:: Record set ::

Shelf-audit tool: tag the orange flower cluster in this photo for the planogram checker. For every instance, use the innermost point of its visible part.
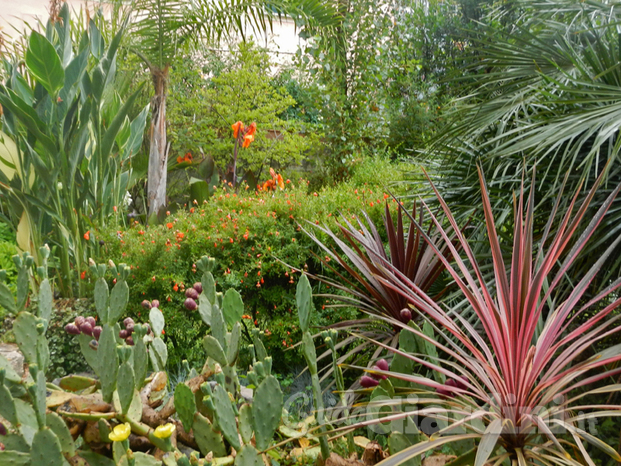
(270, 185)
(246, 132)
(186, 158)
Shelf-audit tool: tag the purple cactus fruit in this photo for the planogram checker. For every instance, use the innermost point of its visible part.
(191, 293)
(72, 329)
(368, 382)
(190, 304)
(382, 365)
(86, 329)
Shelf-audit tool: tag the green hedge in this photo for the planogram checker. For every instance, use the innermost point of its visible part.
(256, 240)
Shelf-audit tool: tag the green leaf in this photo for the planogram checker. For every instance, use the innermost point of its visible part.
(44, 63)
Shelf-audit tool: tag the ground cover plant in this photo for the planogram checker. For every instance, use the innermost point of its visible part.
(258, 244)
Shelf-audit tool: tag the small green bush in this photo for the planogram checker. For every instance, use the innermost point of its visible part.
(256, 241)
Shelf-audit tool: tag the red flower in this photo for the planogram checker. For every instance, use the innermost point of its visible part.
(248, 138)
(251, 129)
(237, 127)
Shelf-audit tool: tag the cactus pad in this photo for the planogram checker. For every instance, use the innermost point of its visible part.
(214, 350)
(248, 456)
(207, 439)
(185, 405)
(232, 306)
(226, 416)
(266, 411)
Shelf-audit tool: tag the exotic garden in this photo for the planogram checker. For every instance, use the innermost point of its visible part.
(399, 244)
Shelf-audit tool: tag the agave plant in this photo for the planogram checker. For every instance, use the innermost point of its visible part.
(517, 382)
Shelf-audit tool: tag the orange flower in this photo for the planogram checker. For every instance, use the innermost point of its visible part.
(248, 138)
(251, 129)
(237, 127)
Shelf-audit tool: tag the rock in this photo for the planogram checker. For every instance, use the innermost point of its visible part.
(12, 354)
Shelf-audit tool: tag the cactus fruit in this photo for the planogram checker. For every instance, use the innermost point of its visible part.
(87, 329)
(191, 293)
(72, 329)
(266, 411)
(185, 405)
(157, 321)
(190, 304)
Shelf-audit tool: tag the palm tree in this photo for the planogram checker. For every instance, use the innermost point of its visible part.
(544, 91)
(162, 27)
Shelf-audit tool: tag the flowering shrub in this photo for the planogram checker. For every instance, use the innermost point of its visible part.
(256, 241)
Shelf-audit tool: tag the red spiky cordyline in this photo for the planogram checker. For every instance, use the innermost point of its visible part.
(510, 366)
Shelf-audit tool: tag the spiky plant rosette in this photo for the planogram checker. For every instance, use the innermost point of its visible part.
(518, 380)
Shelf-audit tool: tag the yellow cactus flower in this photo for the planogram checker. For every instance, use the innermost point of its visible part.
(164, 431)
(120, 432)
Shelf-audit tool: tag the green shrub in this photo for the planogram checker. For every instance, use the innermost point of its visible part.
(203, 110)
(256, 241)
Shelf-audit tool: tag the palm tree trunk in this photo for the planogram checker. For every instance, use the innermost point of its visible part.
(158, 151)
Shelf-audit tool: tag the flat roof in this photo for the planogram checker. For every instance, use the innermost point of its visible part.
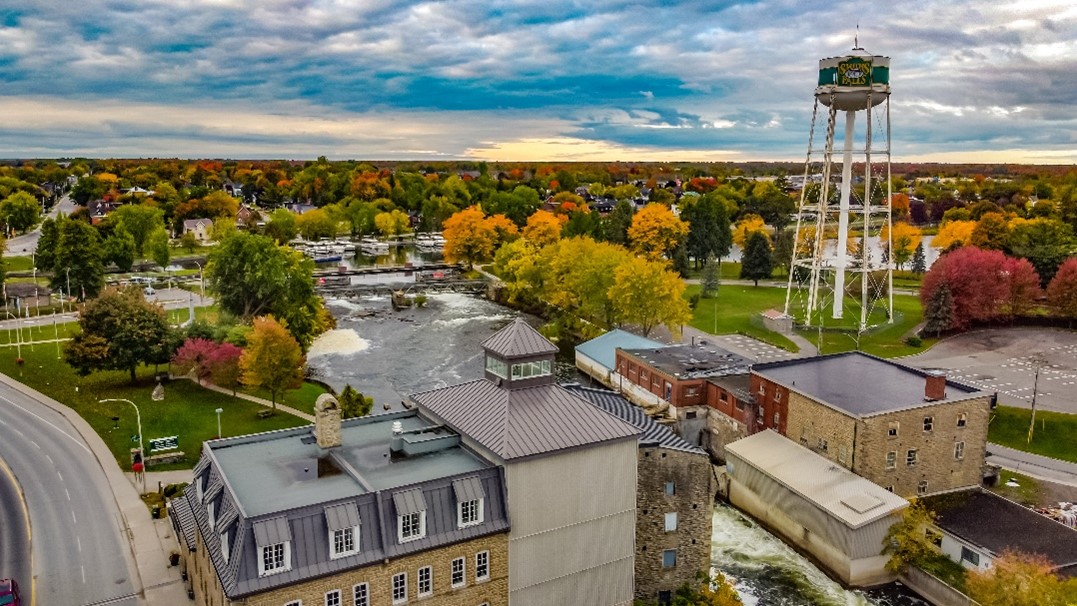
(281, 470)
(857, 383)
(847, 496)
(693, 362)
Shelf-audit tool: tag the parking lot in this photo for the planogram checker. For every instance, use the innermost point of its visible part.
(1005, 361)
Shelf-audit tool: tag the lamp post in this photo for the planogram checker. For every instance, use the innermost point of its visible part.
(138, 417)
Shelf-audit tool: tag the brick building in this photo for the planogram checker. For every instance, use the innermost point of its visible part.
(907, 430)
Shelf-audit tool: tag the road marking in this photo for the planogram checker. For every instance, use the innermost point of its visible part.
(50, 423)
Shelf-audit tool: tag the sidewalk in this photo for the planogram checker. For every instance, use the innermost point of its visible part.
(1033, 465)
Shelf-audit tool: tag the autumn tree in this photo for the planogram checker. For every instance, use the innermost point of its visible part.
(273, 358)
(655, 231)
(646, 294)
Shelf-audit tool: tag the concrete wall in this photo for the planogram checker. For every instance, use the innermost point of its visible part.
(573, 518)
(693, 495)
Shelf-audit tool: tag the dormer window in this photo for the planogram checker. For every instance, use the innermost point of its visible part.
(471, 501)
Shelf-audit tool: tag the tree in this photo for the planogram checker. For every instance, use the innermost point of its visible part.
(543, 227)
(1062, 291)
(273, 358)
(655, 231)
(647, 294)
(1017, 579)
(756, 264)
(129, 329)
(906, 541)
(19, 211)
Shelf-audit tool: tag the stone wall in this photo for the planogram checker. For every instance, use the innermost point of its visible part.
(691, 499)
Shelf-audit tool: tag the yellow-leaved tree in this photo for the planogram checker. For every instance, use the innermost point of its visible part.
(655, 231)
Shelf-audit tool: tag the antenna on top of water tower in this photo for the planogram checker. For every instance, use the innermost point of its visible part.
(826, 270)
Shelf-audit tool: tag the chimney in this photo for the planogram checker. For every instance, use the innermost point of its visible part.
(935, 388)
(327, 421)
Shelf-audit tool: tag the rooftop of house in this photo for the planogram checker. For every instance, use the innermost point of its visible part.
(858, 383)
(279, 470)
(989, 521)
(603, 350)
(839, 492)
(693, 361)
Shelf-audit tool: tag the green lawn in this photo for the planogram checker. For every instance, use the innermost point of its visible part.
(1052, 437)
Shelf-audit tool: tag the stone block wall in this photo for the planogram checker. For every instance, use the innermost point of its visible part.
(693, 496)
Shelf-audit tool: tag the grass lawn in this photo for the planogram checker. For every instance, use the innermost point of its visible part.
(733, 310)
(187, 410)
(1053, 435)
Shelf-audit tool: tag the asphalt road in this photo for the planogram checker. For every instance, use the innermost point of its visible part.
(79, 552)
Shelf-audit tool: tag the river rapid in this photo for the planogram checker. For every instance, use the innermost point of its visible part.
(389, 354)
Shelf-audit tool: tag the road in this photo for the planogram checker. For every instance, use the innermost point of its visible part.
(80, 553)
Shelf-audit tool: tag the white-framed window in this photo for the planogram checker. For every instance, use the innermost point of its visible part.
(400, 588)
(424, 581)
(470, 512)
(411, 526)
(483, 566)
(459, 572)
(670, 521)
(361, 594)
(344, 541)
(275, 559)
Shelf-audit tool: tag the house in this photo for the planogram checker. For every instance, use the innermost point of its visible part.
(908, 430)
(837, 517)
(200, 227)
(673, 495)
(571, 471)
(975, 526)
(375, 510)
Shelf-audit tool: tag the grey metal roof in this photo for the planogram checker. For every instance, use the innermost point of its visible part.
(522, 422)
(857, 383)
(604, 349)
(654, 433)
(518, 340)
(343, 516)
(989, 521)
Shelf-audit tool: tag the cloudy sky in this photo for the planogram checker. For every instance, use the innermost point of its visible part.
(525, 80)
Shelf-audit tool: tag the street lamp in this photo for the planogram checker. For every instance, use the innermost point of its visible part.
(138, 417)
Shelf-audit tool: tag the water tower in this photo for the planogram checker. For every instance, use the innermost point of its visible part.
(845, 192)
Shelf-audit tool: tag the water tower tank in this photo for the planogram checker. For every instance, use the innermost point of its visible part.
(849, 82)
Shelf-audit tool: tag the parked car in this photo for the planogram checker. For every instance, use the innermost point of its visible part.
(9, 593)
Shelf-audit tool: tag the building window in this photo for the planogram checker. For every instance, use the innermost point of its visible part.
(400, 588)
(671, 521)
(459, 573)
(361, 593)
(345, 543)
(483, 566)
(275, 559)
(425, 582)
(413, 525)
(969, 555)
(470, 512)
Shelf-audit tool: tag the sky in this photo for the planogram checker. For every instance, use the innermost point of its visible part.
(526, 80)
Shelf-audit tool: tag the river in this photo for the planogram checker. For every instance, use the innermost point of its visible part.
(389, 354)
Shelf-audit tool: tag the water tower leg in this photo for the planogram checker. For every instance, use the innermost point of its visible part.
(841, 258)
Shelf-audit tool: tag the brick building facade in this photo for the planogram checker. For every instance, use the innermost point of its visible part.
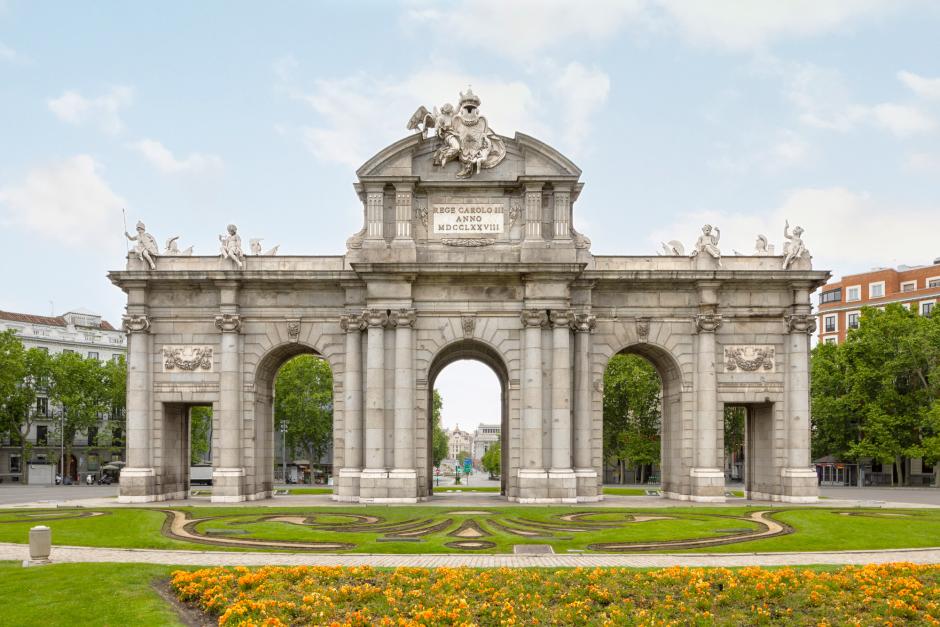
(841, 302)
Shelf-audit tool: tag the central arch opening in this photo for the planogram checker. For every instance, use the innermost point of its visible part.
(470, 382)
(293, 419)
(642, 444)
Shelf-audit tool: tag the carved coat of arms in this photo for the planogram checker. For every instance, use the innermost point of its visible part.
(465, 135)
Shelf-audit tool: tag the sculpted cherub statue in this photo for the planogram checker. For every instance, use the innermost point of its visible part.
(232, 246)
(795, 248)
(145, 246)
(708, 243)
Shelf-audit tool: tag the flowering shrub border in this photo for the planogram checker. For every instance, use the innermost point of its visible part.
(900, 593)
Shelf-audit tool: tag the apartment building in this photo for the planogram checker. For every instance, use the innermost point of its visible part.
(840, 303)
(79, 331)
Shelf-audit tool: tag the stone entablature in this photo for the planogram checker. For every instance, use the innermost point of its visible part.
(533, 304)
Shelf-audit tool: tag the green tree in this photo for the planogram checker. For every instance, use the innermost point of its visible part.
(491, 459)
(79, 387)
(438, 436)
(632, 414)
(303, 400)
(873, 396)
(200, 429)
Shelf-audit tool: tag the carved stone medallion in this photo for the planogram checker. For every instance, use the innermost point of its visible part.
(749, 358)
(187, 358)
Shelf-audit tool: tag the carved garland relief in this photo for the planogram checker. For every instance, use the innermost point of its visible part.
(749, 358)
(187, 358)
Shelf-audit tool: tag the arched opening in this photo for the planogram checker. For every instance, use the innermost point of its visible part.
(293, 410)
(641, 418)
(493, 409)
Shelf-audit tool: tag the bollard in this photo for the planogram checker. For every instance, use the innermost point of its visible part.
(40, 545)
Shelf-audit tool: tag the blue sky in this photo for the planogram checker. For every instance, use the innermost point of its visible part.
(194, 115)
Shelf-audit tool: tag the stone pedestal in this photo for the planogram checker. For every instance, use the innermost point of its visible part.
(138, 485)
(228, 485)
(40, 546)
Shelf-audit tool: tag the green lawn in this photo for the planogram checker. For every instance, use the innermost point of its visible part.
(815, 529)
(83, 594)
(626, 491)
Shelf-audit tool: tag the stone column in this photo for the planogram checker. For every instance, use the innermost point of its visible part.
(533, 212)
(532, 475)
(375, 216)
(403, 479)
(376, 319)
(800, 483)
(561, 480)
(583, 324)
(352, 324)
(562, 222)
(228, 480)
(403, 212)
(137, 479)
(708, 480)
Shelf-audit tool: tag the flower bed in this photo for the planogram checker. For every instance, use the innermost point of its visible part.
(308, 595)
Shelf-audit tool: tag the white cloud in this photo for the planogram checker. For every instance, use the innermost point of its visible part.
(924, 162)
(103, 111)
(878, 232)
(164, 160)
(67, 201)
(745, 25)
(928, 88)
(522, 28)
(902, 120)
(583, 92)
(352, 126)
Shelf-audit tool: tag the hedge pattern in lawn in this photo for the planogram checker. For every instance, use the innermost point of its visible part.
(875, 594)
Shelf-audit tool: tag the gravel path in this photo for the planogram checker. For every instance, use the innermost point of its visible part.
(62, 554)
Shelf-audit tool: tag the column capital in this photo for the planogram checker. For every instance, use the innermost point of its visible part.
(228, 323)
(561, 317)
(707, 322)
(135, 323)
(800, 323)
(584, 322)
(534, 317)
(375, 317)
(403, 318)
(352, 322)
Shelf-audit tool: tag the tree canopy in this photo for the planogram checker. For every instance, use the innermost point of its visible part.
(632, 413)
(876, 395)
(303, 401)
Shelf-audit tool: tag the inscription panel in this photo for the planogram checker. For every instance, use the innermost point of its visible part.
(454, 219)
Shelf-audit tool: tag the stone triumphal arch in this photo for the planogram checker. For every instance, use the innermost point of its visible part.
(468, 250)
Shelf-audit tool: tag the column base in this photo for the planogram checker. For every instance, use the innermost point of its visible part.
(588, 490)
(708, 486)
(347, 485)
(138, 485)
(799, 485)
(228, 485)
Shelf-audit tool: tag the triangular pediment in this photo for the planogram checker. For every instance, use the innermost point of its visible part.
(412, 157)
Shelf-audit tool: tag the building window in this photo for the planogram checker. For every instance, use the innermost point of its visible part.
(851, 320)
(831, 296)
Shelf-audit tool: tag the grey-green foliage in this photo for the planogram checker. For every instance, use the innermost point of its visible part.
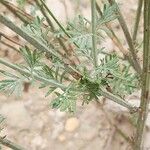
(117, 75)
(12, 83)
(109, 71)
(21, 3)
(67, 100)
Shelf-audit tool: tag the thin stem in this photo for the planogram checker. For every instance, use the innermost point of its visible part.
(94, 39)
(118, 100)
(9, 38)
(24, 17)
(123, 24)
(10, 46)
(137, 19)
(145, 96)
(51, 25)
(37, 44)
(116, 40)
(52, 15)
(27, 73)
(10, 144)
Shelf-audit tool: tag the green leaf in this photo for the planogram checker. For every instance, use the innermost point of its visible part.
(10, 86)
(66, 101)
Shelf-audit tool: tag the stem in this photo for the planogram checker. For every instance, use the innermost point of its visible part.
(10, 144)
(52, 15)
(51, 25)
(124, 27)
(145, 96)
(37, 44)
(24, 17)
(94, 43)
(137, 20)
(116, 40)
(27, 73)
(118, 100)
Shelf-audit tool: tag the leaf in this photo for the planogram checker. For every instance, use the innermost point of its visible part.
(108, 14)
(66, 101)
(10, 86)
(32, 58)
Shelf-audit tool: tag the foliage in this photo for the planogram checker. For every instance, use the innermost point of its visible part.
(51, 63)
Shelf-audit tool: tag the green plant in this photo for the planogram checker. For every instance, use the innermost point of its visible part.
(74, 66)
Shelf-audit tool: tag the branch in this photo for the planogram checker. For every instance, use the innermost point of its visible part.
(137, 19)
(10, 144)
(145, 96)
(116, 41)
(118, 100)
(27, 73)
(123, 24)
(37, 44)
(94, 40)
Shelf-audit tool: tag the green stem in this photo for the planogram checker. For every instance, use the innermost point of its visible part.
(51, 24)
(94, 39)
(116, 40)
(124, 27)
(36, 43)
(137, 19)
(118, 100)
(145, 96)
(22, 71)
(52, 15)
(10, 144)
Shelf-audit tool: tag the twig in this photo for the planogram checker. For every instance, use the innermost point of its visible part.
(10, 46)
(123, 24)
(116, 40)
(51, 25)
(10, 144)
(118, 100)
(145, 96)
(37, 44)
(27, 73)
(55, 19)
(94, 40)
(137, 19)
(10, 39)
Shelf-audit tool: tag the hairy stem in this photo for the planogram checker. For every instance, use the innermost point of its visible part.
(51, 24)
(124, 27)
(52, 15)
(94, 39)
(10, 144)
(137, 19)
(118, 100)
(145, 96)
(37, 44)
(116, 40)
(27, 73)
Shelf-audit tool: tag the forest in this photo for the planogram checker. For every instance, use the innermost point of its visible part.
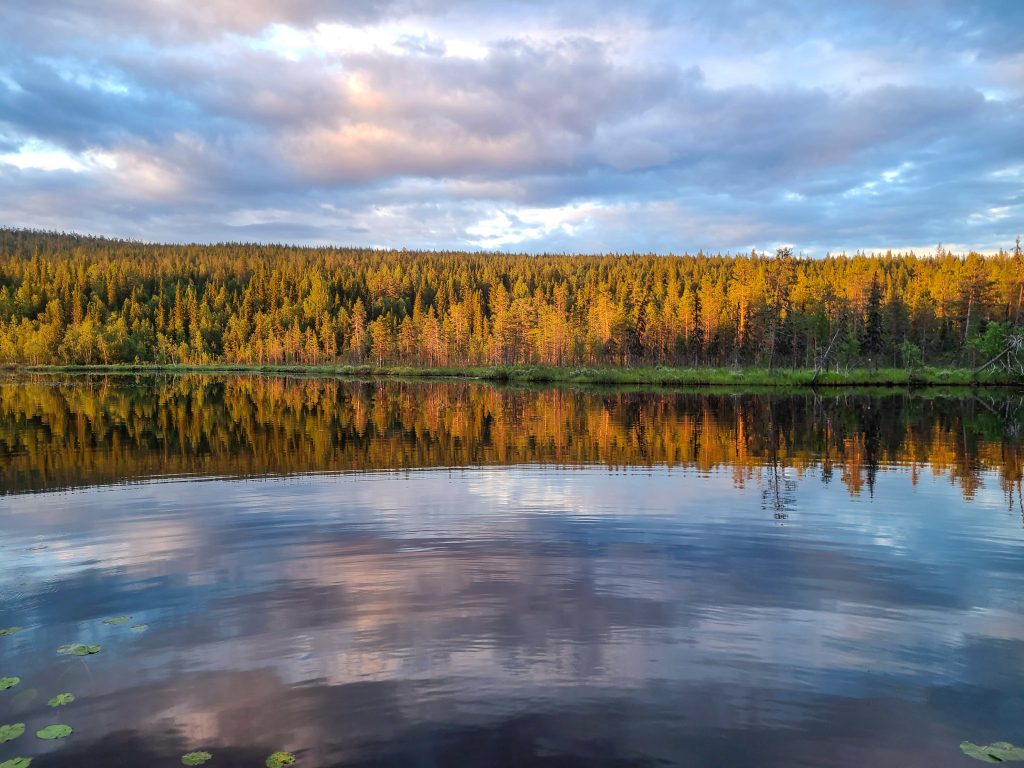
(69, 299)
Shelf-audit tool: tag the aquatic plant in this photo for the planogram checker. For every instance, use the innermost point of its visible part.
(78, 649)
(999, 752)
(60, 699)
(50, 732)
(10, 732)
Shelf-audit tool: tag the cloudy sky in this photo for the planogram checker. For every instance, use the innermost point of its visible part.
(525, 125)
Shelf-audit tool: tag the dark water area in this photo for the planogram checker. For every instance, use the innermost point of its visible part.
(440, 573)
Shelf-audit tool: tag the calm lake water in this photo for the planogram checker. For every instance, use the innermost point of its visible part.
(457, 574)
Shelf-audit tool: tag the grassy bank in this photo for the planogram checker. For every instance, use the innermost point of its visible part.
(659, 376)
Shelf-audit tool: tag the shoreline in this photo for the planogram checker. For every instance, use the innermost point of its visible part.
(656, 376)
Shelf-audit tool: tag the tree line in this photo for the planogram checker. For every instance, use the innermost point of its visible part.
(58, 432)
(75, 299)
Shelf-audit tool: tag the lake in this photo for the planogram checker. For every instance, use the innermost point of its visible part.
(453, 573)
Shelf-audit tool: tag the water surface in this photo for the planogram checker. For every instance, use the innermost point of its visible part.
(452, 573)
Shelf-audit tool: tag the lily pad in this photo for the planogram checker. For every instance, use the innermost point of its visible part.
(10, 732)
(999, 752)
(53, 731)
(60, 699)
(280, 759)
(78, 649)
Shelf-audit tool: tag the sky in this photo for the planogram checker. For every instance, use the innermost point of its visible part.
(572, 126)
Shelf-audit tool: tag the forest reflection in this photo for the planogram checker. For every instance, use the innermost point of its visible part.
(67, 431)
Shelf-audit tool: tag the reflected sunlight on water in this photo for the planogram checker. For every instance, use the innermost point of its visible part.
(560, 578)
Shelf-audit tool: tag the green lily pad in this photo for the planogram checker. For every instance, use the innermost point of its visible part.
(10, 732)
(53, 731)
(78, 649)
(280, 759)
(1000, 752)
(60, 699)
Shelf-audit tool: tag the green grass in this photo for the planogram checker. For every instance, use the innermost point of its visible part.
(649, 376)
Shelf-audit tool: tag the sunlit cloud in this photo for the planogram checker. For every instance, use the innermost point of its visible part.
(563, 126)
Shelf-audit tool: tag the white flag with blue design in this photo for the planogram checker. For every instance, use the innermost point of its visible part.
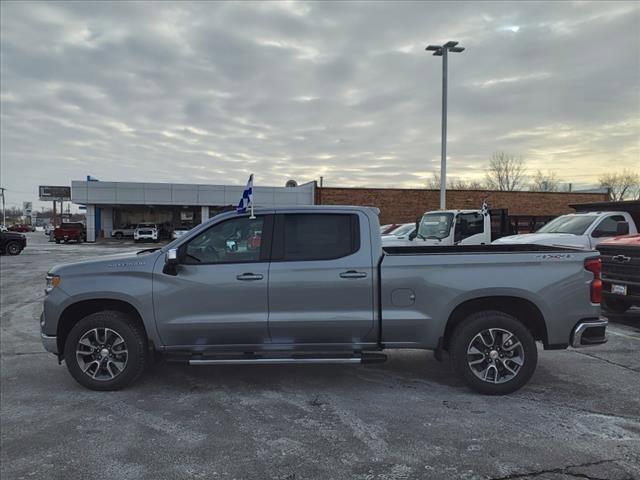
(247, 197)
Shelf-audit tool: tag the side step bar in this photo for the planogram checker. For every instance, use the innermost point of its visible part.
(257, 360)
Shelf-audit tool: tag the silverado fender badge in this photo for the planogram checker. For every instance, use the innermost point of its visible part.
(127, 264)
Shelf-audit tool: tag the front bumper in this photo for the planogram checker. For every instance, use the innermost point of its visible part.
(589, 332)
(50, 343)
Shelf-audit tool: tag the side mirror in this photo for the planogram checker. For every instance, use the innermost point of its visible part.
(171, 262)
(622, 228)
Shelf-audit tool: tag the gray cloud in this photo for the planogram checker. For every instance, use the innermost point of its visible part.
(208, 92)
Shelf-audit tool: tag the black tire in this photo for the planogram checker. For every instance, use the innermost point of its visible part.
(12, 248)
(135, 342)
(467, 332)
(616, 305)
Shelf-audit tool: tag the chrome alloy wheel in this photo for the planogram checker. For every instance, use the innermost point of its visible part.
(495, 355)
(102, 354)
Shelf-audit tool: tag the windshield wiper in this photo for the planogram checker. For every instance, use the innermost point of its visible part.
(148, 250)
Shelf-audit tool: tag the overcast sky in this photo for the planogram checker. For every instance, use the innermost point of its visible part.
(209, 92)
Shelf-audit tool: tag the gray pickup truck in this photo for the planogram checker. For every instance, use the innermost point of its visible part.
(314, 285)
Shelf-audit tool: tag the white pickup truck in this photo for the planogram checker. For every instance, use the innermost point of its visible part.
(578, 230)
(446, 228)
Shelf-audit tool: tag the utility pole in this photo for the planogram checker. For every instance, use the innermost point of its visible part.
(4, 216)
(443, 51)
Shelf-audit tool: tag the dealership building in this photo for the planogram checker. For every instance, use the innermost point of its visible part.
(112, 205)
(117, 204)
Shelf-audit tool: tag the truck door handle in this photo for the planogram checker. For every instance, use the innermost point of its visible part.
(250, 276)
(353, 274)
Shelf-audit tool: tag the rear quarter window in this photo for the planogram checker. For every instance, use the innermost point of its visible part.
(317, 236)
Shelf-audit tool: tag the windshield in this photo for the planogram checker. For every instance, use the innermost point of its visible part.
(575, 225)
(435, 225)
(403, 229)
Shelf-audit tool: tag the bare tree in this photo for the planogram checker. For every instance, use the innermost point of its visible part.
(454, 183)
(545, 182)
(622, 186)
(506, 172)
(459, 184)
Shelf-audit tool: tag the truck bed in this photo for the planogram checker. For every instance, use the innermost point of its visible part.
(509, 248)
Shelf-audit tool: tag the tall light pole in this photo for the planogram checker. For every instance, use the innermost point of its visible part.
(443, 51)
(4, 218)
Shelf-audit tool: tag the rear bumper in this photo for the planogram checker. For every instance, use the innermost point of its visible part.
(589, 332)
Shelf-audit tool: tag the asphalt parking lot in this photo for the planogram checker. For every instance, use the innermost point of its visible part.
(579, 417)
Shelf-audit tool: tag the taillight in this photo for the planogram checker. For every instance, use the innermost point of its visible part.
(594, 265)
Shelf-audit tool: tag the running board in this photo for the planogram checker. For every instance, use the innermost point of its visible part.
(251, 360)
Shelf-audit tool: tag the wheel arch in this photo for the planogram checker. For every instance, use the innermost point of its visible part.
(75, 312)
(522, 309)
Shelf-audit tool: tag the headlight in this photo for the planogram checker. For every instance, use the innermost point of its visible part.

:::

*Directions for this task*.
From the line with "Shelf-audit tool: tag the dealership" to the last line of the material, give every line again exactly, and only those lines.

*Exercise output*.
Shelf-audit tool: tag the dealership building in this photo for the planogram checker. For every instance, use the innermost point of its visible part.
(112, 205)
(117, 204)
Shelf-audit tool: tag the truck door handle in this photo for the planogram checker. For every instance, use the innermost point of its visible part.
(250, 276)
(353, 274)
Shelf-audit tool: tag the rear quarter window in this photo for the planogram checker. For every instance, use the innermost point of its visible part.
(317, 236)
Shelf-audit tool: tag the windshield in this photo for the planogram checker. For every instance, use the innermost point of its visible part.
(575, 225)
(435, 225)
(403, 229)
Shelf-audit tool: tag the bare tree in this photo for the planogram checker. For every instance, use the innermost point of its visible part.
(454, 183)
(545, 182)
(622, 186)
(506, 172)
(459, 184)
Shelf-audit tool: tag the truck bed in this photo for the planogram checker. For every instance, use the innermost point of its visible part.
(509, 248)
Shelf-audit tool: tag the tall light pole in this photo for the planogram checker. For every instance, use the innermost point of its visible part.
(443, 51)
(4, 218)
Shelf-audit tool: tag the rear bumper in this photo for the planogram checker. For every instance, use the innermost point of its visible part.
(589, 332)
Shelf-audit tool: tag the asphalt parking lot in this photo for the planogram checker. For every instance, use the innermost point of its visible part.
(579, 417)
Shelf-audit tool: tag the taillight in this photo for the planogram checker. For every instance, use the innermost point of its visible part.
(594, 265)
Shelf-audit tool: tag the running board in this photo for the planogram checker. For every instance, use the innermost point of its visible part.
(251, 360)
Shelf-audit tool: tag the wheel arch in this photo for the planogram checker. For every instance, use the innermost point of its visible part.
(75, 312)
(522, 309)
Shelf-audit tool: tag the headlight in this photo for the planogram checker. For every instance, use the innermost point of its visible part.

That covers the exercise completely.